*DATA IN THIS EXERCISE*
* Start *

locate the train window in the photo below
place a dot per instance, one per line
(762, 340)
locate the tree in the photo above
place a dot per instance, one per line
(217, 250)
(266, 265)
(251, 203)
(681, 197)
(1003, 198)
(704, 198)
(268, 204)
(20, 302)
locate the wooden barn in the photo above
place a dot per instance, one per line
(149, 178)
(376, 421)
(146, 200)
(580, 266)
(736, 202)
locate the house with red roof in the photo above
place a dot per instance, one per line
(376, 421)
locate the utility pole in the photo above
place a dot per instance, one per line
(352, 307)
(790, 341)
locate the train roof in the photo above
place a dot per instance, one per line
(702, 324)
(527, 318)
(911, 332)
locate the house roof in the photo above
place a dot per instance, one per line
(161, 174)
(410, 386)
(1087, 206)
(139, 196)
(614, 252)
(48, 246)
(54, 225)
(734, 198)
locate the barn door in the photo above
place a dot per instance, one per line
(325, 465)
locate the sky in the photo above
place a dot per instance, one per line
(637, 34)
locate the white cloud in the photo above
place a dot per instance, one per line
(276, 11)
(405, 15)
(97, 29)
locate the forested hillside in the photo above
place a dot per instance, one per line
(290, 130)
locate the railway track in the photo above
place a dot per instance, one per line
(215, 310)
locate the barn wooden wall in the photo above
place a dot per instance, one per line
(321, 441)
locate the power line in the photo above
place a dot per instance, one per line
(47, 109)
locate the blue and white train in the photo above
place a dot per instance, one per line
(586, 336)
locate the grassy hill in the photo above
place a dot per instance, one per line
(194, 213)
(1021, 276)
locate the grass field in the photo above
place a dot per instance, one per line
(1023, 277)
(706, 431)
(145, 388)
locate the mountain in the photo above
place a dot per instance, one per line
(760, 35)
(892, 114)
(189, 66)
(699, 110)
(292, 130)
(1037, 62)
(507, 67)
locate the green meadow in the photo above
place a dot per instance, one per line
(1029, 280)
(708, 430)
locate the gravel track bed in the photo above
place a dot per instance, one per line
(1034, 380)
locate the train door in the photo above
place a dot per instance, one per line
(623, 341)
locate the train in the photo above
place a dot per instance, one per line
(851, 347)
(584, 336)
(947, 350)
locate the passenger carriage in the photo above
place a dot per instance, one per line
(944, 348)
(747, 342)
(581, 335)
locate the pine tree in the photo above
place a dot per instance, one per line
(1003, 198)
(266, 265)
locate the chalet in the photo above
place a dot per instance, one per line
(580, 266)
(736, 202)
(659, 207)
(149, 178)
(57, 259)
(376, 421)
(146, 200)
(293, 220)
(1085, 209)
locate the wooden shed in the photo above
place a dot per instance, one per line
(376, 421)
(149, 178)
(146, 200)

* End *

*PROBLEM REQUIREMENTS*
Add 34 to both numbers of every coordinate pair in the lines from the one containing "locate the chalet in the photo above" through the final line above, inclusive, and write out all of those lines again with the request lines included.

*COMPLETED EXERCISE*
locate the chalet in the photo above
place a dot per instance, one per line
(614, 300)
(770, 236)
(693, 241)
(183, 212)
(91, 293)
(410, 455)
(180, 234)
(327, 254)
(1119, 243)
locate the wooden shed in the photo above
place a dot per instance, one per line
(410, 455)
(183, 212)
(180, 234)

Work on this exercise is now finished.